**Problem details:** Resume the article below on who must pay Australian visa sponsorship costs, carrying on after its final list of what visa applicants may pay.

**Excerpt provided:**
Sponsored Article

Under Australian migration law, it is strictly illegal for an employer to force or request a visa applicant to pay for sponsorship-related costs.

The Department of Home Affairs maintains a firm stance: the costs associated with becoming a sponsor and nominating a worker are business expenses that must be borne entirely by the employer. Any attempt to transfer these costs to a visa holder—whether through direct payment, wage deductions, “clawback” clauses in contracts, or side agreements—is unlawful and can lead to severe civil and criminal penalties for the employer.



Which Costs Employers Must Pay

Employers are legally required to cover the following expenses. They cannot recover these from you under any circumstances, even if you consent or sign a contract agreeing to pay:

  • Skilling Australians Fund (SAF) Levy: This is the most significant employer-specific cost and must be paid solely by the business.
  • Nomination Fees: Costs associated with nominating a position for a sponsored worker.
  • Standard Business Sponsorship (SBS) Fees: The cost to become an approved sponsor.
  • Migration Agent/Legal Fees: Professional fees incurred for preparing or lodging the sponsorship or nomination application.
  • Recruitment and Advertising Costs: Expenses related to advertising the role or sourcing the candidate.
  • Compliance and Monitoring Costs: Ongoing record-keeping and audit-related costs.



What Visa Applicants Are Allowed to Pay

You are only legally responsible for costs related to your own personal visa application. You may pay for:

  • Visa Application Charges (VAC): The government fee for your specific visa application (though some employers choose to cover this as a benefit, they are not required to).
  • Personal Costs: Expenses for medical examinations, police checks, and English language tests.
  • Personal Migration Agent Fees: Costs for an agent or lawyer to assist you specifically with your visa application (not the employer’s sponsorship or nomination paperwork).

**Input data:**

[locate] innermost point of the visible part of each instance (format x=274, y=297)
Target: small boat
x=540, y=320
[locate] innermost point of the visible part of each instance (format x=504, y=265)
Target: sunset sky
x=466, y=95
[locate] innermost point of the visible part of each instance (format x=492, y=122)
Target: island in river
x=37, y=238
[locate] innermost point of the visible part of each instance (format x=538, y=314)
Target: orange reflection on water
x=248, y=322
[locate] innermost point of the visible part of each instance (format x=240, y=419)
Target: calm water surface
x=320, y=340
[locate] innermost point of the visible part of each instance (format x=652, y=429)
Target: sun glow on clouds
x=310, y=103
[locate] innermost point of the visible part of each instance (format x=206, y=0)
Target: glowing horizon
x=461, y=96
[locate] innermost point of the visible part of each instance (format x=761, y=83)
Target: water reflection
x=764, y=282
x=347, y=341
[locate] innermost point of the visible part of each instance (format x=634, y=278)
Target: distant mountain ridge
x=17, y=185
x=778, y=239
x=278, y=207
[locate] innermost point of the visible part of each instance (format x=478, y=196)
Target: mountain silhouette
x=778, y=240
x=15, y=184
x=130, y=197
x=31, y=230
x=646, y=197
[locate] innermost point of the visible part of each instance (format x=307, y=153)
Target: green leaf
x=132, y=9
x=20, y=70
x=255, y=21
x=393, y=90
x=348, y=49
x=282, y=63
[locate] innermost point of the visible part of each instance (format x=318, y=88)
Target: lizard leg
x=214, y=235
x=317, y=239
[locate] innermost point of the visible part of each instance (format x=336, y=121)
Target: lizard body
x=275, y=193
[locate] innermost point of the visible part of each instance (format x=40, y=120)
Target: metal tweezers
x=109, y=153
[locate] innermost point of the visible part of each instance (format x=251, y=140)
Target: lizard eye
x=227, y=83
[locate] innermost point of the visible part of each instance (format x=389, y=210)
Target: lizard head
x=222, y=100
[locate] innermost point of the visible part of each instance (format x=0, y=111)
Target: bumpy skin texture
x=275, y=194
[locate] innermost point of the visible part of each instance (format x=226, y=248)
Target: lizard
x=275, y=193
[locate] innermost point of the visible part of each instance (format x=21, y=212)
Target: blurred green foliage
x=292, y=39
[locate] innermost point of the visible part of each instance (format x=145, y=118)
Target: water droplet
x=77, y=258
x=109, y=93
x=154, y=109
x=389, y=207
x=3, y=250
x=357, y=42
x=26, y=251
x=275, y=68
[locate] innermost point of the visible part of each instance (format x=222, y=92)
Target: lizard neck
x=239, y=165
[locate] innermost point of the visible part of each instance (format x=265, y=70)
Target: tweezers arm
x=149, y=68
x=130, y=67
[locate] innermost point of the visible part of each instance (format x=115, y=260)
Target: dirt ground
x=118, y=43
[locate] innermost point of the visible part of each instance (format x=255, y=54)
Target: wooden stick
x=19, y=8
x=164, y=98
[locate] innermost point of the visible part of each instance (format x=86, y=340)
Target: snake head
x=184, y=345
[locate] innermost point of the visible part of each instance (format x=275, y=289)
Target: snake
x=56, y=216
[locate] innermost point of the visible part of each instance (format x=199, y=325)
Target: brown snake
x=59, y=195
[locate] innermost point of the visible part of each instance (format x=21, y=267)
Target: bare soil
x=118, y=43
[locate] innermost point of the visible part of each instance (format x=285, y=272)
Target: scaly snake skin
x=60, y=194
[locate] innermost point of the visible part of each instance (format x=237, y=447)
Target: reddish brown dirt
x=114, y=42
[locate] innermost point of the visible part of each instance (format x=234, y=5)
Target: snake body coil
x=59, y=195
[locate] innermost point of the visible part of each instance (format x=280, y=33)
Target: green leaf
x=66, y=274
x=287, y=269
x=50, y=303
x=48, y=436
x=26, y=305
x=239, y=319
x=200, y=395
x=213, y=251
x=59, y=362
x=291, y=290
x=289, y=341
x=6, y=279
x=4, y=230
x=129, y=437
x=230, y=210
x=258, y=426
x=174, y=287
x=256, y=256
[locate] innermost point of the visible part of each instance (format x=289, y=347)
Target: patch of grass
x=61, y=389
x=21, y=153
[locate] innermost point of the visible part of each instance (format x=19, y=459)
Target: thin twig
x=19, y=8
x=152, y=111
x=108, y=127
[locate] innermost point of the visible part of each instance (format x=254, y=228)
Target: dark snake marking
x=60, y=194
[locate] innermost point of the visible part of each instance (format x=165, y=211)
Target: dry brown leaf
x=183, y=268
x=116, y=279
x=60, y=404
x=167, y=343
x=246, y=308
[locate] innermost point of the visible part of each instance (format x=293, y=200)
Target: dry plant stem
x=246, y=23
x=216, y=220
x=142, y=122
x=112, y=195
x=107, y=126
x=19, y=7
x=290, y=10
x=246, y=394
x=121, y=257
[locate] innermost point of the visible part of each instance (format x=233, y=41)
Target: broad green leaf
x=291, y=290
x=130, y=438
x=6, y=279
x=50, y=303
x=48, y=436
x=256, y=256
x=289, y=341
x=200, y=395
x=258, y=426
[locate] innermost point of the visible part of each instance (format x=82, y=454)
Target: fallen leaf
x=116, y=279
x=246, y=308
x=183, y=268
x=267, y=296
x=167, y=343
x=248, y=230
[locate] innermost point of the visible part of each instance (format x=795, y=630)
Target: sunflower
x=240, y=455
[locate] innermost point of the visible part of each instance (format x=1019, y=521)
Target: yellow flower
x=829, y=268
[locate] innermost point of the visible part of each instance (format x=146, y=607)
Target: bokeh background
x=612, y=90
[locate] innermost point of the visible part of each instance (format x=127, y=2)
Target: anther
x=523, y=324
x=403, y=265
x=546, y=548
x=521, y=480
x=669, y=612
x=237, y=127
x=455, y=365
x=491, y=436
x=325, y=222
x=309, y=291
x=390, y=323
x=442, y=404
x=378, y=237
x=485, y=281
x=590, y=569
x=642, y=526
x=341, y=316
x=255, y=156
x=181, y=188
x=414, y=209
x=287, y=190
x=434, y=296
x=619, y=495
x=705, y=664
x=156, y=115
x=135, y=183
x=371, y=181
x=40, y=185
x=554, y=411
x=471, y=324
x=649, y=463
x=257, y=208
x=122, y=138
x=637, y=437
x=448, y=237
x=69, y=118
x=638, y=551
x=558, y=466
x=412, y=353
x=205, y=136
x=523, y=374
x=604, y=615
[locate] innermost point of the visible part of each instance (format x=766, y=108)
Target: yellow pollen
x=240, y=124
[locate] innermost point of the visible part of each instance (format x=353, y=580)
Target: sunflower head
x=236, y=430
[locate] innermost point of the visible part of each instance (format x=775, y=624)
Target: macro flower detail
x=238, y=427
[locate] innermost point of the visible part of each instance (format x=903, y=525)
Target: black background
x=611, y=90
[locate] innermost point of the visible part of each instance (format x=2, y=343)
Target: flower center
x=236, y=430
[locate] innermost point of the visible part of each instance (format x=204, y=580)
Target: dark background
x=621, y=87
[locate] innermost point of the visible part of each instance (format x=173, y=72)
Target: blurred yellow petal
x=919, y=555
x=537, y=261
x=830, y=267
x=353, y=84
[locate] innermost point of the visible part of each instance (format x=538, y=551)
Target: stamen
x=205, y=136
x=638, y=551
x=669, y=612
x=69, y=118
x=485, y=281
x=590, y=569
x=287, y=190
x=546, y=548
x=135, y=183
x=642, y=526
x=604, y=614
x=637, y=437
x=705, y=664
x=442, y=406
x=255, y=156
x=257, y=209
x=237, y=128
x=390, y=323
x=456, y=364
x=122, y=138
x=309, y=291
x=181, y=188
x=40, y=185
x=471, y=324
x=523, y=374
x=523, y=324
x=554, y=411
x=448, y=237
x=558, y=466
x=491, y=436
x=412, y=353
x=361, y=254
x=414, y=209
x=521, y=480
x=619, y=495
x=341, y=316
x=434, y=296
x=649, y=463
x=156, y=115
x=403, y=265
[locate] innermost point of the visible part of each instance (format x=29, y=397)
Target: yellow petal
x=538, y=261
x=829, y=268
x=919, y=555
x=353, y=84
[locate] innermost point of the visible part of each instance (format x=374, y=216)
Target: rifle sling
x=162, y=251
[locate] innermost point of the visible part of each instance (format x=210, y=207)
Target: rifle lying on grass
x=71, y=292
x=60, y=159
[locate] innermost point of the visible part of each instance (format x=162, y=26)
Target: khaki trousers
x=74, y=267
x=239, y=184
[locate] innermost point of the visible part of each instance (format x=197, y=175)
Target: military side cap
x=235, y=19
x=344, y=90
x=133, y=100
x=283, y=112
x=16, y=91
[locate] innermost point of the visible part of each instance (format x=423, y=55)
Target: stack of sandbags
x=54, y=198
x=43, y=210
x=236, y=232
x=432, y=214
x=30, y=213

**Answer to this exercise:**
Why This is Strictly Enforced

The Migration Act 1958 (Section 245AR) prohibits offering, asking for, or receiving a benefit in return for sponsorship. Engaging in such practices carries significant risks, including:

  • For Employers: Civil penalties of up to $396,000 per breach for corporations, sponsorship cancellation, being barred from future sponsorship, and potentially criminal prosecution with prison time.
  • For Applicants: If you knowingly participate in an arrangement where you pay for sponsorship, your visa may be refused or canceled for being involved in a “visa scam.”



How to Protect Yourself

If an employer asks you to pay for sponsorship, nomination, or recruitment fees, you should:

  1. Refuse the request: State clearly that these are legally required employer obligations.
  2. Keep Records: Document all requests, emails, or contractual clauses where the employer attempts to recover these costs.
  3. Report Non-Compliance: You can report suspected exploitation or illegal sponsorship practices to the Australian Border Force (ABF) or the Fair Work Ombudsman. Reporting these issues is vital for maintaining your own visa integrity and preventing the exploitation of other workers.